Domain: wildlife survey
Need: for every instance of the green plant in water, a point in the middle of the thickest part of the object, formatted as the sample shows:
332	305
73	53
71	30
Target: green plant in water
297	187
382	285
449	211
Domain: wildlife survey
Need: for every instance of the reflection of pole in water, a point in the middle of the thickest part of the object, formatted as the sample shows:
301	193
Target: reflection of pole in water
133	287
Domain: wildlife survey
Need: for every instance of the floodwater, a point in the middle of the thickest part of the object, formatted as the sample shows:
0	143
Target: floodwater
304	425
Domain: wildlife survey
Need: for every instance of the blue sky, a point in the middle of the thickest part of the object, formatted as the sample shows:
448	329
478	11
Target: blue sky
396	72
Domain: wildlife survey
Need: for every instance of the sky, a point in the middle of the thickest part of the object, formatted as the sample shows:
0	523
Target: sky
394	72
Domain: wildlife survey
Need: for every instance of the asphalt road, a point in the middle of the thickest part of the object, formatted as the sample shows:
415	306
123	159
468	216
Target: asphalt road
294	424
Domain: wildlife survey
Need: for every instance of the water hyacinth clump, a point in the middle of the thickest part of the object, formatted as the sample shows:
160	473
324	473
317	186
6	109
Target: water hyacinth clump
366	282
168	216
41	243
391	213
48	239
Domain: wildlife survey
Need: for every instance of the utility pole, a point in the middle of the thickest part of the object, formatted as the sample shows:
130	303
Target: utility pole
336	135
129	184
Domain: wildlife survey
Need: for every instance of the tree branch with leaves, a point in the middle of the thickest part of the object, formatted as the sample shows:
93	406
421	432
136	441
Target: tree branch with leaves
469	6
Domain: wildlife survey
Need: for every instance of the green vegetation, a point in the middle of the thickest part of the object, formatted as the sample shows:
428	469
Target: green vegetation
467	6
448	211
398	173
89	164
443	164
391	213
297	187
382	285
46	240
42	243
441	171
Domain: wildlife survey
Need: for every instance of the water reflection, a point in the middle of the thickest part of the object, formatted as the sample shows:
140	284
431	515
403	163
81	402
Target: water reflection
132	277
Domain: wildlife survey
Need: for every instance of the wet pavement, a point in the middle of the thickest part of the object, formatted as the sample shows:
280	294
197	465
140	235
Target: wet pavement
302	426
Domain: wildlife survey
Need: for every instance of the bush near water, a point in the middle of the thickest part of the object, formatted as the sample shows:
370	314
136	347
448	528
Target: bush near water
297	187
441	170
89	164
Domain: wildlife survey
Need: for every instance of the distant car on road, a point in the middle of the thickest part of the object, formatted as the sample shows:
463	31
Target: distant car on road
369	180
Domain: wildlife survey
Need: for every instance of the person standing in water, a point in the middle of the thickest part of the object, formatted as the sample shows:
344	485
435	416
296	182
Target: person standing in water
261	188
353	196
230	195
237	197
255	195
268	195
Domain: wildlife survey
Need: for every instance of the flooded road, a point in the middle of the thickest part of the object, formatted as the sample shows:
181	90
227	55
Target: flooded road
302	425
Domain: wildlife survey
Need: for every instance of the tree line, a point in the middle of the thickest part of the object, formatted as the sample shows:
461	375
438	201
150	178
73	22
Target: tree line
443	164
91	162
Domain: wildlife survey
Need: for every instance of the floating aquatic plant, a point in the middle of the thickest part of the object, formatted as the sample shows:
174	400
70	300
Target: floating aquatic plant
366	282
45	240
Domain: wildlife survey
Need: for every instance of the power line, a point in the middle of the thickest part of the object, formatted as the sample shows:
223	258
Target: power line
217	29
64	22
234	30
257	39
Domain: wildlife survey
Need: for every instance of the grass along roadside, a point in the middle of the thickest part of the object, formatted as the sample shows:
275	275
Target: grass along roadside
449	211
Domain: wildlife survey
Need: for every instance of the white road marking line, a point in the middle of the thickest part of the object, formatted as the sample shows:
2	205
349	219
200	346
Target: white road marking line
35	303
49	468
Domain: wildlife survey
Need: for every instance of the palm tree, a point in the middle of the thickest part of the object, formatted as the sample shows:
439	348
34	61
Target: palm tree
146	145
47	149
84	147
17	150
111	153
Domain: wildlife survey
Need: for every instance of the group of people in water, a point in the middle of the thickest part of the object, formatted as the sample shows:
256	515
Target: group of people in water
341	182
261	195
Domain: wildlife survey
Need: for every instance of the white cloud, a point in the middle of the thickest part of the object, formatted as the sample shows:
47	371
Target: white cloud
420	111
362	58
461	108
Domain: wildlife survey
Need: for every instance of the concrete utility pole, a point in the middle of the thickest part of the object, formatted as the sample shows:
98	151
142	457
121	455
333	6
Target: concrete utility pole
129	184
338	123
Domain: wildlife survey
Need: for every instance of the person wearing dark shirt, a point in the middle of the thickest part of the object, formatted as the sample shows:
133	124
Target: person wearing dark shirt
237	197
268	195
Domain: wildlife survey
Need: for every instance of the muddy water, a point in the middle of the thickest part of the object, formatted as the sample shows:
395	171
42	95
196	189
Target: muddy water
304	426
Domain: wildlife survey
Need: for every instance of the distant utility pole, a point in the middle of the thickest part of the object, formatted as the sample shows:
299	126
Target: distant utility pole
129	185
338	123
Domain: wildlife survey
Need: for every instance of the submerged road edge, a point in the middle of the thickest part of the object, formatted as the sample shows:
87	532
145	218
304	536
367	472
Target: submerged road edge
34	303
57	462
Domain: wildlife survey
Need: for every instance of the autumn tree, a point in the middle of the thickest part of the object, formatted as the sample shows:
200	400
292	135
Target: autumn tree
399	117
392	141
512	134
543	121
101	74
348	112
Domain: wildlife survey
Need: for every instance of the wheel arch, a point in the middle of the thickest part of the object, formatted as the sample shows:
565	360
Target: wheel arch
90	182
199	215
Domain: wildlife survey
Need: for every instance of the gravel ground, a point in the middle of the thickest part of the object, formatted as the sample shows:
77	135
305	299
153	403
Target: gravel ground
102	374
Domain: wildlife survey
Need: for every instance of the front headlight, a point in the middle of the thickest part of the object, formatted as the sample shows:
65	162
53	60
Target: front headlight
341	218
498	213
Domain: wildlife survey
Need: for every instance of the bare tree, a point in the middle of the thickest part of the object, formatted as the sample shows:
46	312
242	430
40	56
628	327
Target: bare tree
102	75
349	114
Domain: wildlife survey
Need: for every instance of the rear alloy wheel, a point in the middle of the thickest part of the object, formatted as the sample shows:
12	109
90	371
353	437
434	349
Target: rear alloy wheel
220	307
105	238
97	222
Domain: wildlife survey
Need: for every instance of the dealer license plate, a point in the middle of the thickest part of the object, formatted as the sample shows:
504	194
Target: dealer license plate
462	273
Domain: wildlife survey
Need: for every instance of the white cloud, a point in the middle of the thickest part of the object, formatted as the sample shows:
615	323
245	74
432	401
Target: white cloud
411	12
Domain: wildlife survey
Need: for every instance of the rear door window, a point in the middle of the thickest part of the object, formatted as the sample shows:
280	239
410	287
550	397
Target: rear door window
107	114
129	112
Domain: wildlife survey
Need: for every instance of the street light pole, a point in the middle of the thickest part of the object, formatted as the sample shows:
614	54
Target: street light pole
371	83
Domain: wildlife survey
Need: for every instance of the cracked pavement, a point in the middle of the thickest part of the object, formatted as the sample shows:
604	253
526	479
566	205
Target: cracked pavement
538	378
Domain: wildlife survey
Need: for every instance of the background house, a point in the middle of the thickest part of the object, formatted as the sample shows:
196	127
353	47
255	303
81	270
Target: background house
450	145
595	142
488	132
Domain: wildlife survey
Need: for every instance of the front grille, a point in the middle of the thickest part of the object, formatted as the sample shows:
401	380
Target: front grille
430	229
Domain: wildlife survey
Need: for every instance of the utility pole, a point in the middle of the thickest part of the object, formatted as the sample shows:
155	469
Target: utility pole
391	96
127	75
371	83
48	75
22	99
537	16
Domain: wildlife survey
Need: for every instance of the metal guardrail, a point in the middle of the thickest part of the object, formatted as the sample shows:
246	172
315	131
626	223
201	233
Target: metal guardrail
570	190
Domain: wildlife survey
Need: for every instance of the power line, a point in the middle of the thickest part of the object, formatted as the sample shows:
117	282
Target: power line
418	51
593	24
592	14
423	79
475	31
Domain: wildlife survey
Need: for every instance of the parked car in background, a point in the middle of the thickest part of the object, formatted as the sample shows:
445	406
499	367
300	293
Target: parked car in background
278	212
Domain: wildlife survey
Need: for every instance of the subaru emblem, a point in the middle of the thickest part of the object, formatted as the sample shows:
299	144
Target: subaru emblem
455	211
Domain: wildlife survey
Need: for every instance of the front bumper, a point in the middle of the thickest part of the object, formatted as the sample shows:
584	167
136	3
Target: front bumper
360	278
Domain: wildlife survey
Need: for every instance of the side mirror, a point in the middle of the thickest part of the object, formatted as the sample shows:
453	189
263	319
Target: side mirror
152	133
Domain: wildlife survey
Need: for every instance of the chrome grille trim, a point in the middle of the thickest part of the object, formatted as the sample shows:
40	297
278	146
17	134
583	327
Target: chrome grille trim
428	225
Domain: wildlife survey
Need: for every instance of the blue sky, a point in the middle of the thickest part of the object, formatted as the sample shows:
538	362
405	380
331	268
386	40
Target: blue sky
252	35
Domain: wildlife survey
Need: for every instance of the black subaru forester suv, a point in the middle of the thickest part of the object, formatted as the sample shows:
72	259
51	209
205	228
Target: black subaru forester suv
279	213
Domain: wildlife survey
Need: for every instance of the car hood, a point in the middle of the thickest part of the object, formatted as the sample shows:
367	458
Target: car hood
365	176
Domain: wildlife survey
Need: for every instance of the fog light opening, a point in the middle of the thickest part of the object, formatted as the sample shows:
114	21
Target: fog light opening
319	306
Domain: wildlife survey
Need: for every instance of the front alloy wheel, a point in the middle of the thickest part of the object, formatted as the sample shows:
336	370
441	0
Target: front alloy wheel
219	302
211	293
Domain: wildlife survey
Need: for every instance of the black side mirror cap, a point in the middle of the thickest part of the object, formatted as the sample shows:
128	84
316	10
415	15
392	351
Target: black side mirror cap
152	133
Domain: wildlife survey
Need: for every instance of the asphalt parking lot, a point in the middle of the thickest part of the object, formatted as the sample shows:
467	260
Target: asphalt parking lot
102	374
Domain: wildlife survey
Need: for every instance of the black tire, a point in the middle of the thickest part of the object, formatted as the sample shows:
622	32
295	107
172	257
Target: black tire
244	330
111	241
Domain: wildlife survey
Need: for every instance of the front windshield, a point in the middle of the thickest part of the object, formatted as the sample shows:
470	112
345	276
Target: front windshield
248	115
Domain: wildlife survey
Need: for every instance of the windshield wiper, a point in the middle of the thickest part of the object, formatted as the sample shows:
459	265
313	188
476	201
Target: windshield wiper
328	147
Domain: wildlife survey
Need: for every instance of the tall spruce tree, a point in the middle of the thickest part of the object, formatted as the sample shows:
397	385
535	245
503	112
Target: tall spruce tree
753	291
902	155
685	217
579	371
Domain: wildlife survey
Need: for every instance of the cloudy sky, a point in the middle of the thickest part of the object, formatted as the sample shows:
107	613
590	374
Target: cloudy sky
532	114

■ ■ ■ ■ ■ ■ ■

REQUIRED ACTION -> Write out each line exactly, beginning at the one with "Need: for every instance of the tall" and ending at the final line of the records above, with nothing added.

COMPLETED EXERCISE ->
Need: for every instance of the tall spruce tree, a point in the middle of the thickest part of the object, formatted as the sample shows:
397	385
535	245
503	112
Target: tall spruce tree
753	291
902	155
685	217
579	371
Domain: wildlife survey
Need: for every instance of the cloudy sky, a point in the middle of the thickest part of the object, formatted as the sample shows:
107	613
590	374
Target: cloudy sky
532	114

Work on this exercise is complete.